++++ RECORDS TO USE
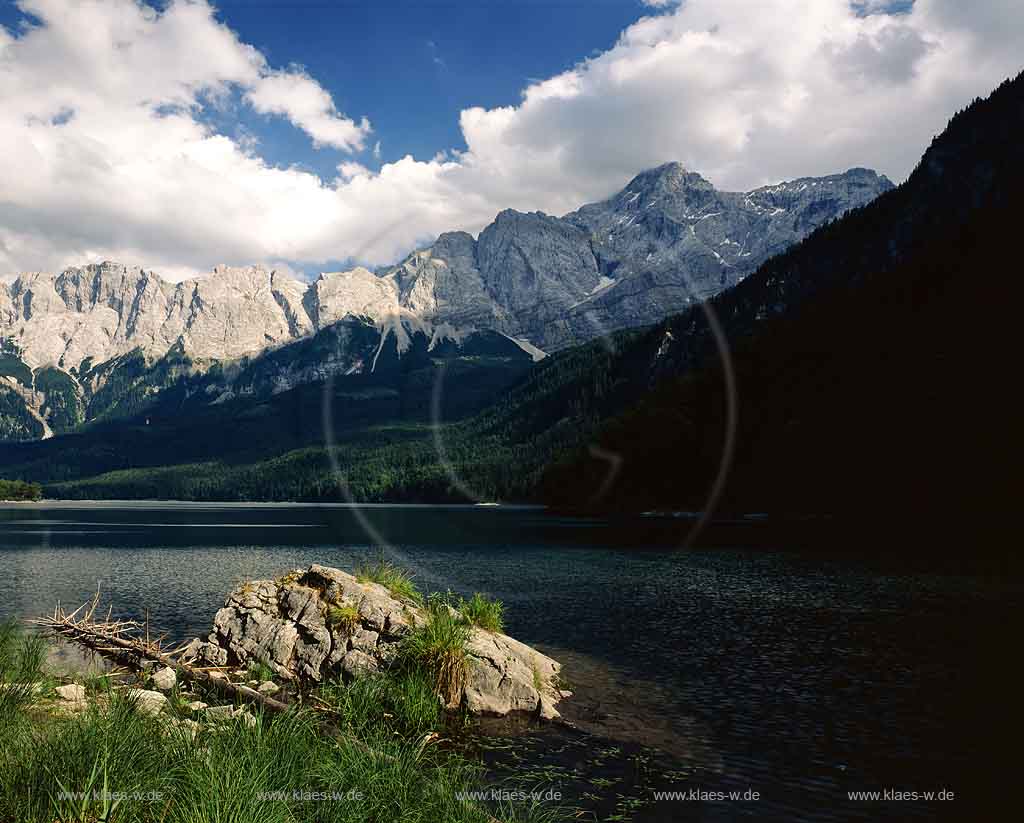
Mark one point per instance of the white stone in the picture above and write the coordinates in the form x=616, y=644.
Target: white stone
x=148, y=702
x=165, y=679
x=71, y=692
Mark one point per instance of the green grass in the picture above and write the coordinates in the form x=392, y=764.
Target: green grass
x=396, y=580
x=483, y=612
x=438, y=650
x=345, y=618
x=259, y=670
x=373, y=762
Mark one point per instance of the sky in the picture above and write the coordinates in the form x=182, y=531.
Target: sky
x=310, y=135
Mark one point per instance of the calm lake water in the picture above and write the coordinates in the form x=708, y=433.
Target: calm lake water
x=801, y=678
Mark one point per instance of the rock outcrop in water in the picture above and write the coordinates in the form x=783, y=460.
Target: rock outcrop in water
x=287, y=624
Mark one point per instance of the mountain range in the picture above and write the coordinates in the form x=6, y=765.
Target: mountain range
x=872, y=361
x=101, y=341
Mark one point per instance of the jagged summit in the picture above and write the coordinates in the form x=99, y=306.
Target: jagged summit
x=541, y=282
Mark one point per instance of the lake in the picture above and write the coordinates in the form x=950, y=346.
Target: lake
x=794, y=675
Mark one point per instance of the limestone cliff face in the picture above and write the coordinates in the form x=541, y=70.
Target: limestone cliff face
x=667, y=240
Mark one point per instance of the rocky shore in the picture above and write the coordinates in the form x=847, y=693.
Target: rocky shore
x=320, y=623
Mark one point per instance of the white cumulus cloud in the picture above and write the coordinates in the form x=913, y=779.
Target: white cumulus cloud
x=104, y=153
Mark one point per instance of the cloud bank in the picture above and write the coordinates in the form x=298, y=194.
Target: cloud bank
x=104, y=152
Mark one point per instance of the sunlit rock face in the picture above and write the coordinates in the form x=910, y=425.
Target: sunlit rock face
x=530, y=280
x=321, y=623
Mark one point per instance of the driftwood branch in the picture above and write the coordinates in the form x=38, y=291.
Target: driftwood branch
x=128, y=643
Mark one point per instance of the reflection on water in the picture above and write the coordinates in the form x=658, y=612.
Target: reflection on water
x=800, y=678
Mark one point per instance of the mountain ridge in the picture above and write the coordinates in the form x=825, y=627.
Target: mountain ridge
x=542, y=282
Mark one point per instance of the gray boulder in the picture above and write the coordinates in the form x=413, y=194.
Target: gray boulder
x=299, y=627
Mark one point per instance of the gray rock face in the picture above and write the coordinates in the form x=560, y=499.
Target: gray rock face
x=288, y=624
x=666, y=241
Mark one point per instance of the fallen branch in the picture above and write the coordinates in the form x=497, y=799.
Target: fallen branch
x=123, y=641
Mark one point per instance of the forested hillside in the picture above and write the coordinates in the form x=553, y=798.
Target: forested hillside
x=871, y=361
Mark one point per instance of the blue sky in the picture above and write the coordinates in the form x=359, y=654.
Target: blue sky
x=409, y=66
x=179, y=135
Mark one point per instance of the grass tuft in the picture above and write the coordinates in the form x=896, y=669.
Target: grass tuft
x=438, y=650
x=344, y=618
x=396, y=580
x=483, y=612
x=259, y=670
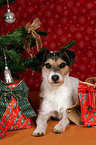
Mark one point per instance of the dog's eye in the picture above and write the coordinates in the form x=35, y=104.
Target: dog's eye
x=48, y=65
x=62, y=65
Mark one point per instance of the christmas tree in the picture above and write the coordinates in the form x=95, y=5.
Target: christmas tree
x=18, y=41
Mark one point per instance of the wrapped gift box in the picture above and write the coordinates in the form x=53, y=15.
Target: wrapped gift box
x=3, y=127
x=14, y=105
x=87, y=95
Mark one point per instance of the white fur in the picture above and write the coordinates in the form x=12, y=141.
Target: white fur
x=56, y=99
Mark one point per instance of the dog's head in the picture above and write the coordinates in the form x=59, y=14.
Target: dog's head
x=55, y=65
++++++++
#### [ACTION ITEM]
The reply must hold every line above exactly as written and none of the pictures.

#### [TASK OUTPUT]
Mark one point per instance of the white stone in the picture above and write the coordinates in the form x=616, y=644.
Target: white stone
x=148, y=702
x=165, y=679
x=71, y=692
Mark one point per instance of the green grass in the picture above and write the coordinates in the form x=392, y=764.
Target: green grass
x=396, y=580
x=483, y=612
x=438, y=650
x=345, y=618
x=259, y=670
x=373, y=762
Mark one point per instance of the sky in the picture above and write the coordinates in the form x=182, y=531.
Target: sky
x=310, y=135
Mark one point per instance of the calm lake water in the picture above and write the coordinates in the form x=708, y=433.
Target: calm lake water
x=801, y=678
Mark one point per instance of the rock outcrop in water in the picture above and write the coordinates in the form x=783, y=460.
Target: rock outcrop in water
x=287, y=624
Mark one point per instance of the mountain range in the picture above and write the coordinates in the form x=6, y=765.
Target: mountain range
x=872, y=361
x=101, y=341
Mark one point per instance of the jagged summit in the picture above and write the coordinates in the form x=99, y=306.
Target: jagged summit
x=541, y=282
Mark one point per instance of the lake in the picture above and write the coordinates in the form x=950, y=346.
Target: lake
x=794, y=675
Mark one point per instance of the limestone cliff face in the picture above and write the coordinates in the form x=541, y=70.
Target: limestone cliff face
x=667, y=240
Mark one point per instance of the rocky shore in the picture above and write the coordinates in the form x=847, y=693.
Target: rocky shore
x=320, y=623
Mark one point per instance of the white cumulus cloud in the picture above and write the coordinates in the form x=913, y=779.
Target: white cumulus cloud
x=104, y=153
Mark one point per instance of the cloud bank in the picture above and write the coordinates in the form x=298, y=194.
Target: cloud bank
x=104, y=152
Mark one point per instance of the sunlit rock face in the picture above and write the coordinates in the form x=910, y=425.
Target: sunlit rock face
x=530, y=280
x=321, y=623
Mark one point per instance of the driftwood branch in the picture above and write the coordinates in the form x=38, y=291.
Target: driftwood branch
x=128, y=643
Mark one point per instance of the reflection on water in the picture above and write the coordinates in the form x=658, y=612.
Target: reflection on water
x=800, y=678
Mark one point per instance of the mountain ridge in the picture above and write the coordinates in the form x=825, y=627.
Target: mountain ridge
x=542, y=282
Mark one point per instance of the gray boulder in the picture above and write the coordinates in the form x=413, y=194.
Target: gray boulder
x=299, y=627
Mark one point per instance of the gray rock face in the picture above and write the coordinates in the form x=560, y=499.
Target: gray rock face
x=288, y=624
x=666, y=241
Mark one point per instance of the fallen branch in the picture above and write the coordinates in the form x=497, y=799.
Target: fallen branch
x=123, y=641
Mark one point per instance of the forested hillside in the picture above and write the coordinates in the form x=553, y=798.
Target: forested hillside
x=871, y=361
Mark one point per instance of the blue sky in the picture above and write the coordinates in the form x=359, y=654.
Target: blue sky
x=409, y=66
x=179, y=135
Mark one point per instance of the grass tuft in the picture above and write the coordinates in the form x=896, y=669.
Target: grass tuft
x=438, y=650
x=344, y=618
x=396, y=580
x=483, y=612
x=259, y=670
Mark one point per instance of the dog's eye in the picture above and write the coordinates in the form x=35, y=104.
Target: dog's eye
x=48, y=65
x=62, y=65
Mark one point per instance of the christmas tree in the picture above and write the coordinates in the form x=95, y=5.
Target: christmas tree
x=18, y=41
Mark one point per instance of the wrapped gift box in the picture above and write the coordinates in the form x=53, y=15.
Target: wrapped gift box
x=3, y=127
x=14, y=105
x=87, y=95
Mark one point per instance of the white fur in the picture above and write the coordinates in the form x=12, y=141.
Target: white fur
x=56, y=99
Mark one point per instance of the dog's head in the picture above and write the coordinates in the form x=59, y=14.
Target: dog's head
x=55, y=65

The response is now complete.